*Input*.

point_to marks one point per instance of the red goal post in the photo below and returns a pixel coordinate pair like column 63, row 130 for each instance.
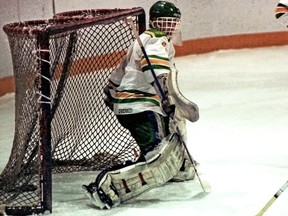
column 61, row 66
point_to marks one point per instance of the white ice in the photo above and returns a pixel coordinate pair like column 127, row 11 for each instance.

* * *

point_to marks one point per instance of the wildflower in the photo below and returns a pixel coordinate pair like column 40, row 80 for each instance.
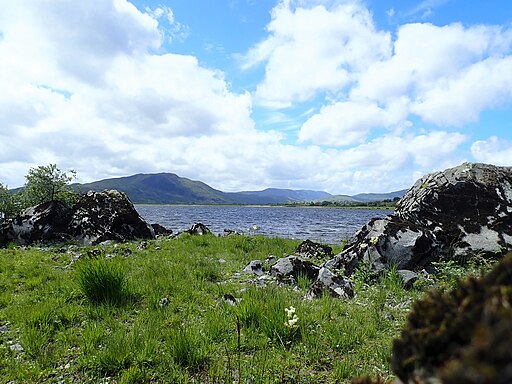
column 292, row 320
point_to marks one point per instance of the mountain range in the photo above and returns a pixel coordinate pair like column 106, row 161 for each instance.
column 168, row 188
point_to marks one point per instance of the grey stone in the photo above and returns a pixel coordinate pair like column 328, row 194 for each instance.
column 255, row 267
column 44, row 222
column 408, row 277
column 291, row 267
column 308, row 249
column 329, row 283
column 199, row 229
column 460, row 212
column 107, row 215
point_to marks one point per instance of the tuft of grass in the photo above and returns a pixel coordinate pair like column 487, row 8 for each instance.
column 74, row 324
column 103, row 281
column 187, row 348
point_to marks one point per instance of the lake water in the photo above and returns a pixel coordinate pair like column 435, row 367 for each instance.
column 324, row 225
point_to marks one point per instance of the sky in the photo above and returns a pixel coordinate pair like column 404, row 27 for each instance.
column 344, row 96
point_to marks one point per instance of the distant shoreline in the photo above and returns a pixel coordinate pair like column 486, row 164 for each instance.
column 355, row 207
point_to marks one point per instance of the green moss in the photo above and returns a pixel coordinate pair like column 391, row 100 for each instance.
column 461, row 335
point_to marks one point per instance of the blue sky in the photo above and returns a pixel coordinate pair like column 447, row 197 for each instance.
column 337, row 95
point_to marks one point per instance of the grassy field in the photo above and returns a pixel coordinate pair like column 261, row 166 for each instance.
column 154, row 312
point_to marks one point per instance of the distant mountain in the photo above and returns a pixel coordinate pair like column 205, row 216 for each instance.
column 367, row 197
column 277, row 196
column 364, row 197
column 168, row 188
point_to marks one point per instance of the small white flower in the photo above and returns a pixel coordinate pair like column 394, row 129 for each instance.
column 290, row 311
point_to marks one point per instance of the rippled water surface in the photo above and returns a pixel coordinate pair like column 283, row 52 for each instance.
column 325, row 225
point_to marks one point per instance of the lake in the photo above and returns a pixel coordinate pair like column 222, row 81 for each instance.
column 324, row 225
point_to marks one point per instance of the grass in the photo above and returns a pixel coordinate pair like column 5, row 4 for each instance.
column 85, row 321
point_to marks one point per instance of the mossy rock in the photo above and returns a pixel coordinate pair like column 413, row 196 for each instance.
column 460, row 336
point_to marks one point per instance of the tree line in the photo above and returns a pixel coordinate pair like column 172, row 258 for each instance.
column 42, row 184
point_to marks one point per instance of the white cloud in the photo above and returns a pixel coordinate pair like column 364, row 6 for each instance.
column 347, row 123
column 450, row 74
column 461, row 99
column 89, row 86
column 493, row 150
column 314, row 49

*Aim of the task*.
In the data above, take the line with "point_to marks one point per instance of the red", the line with "point_to marks one point per instance of the white ice", and every line between, and set them down exactly without pictures.

*The completed task*.
point_to marks one point per instance of the red goal post in the photo below and returns a pixel coordinate pair like column 63, row 130 for each instance.
column 61, row 66
point_to marks one point per instance of the white ice in the photo above and returns a pixel coordinate pair like column 127, row 11 for each instance.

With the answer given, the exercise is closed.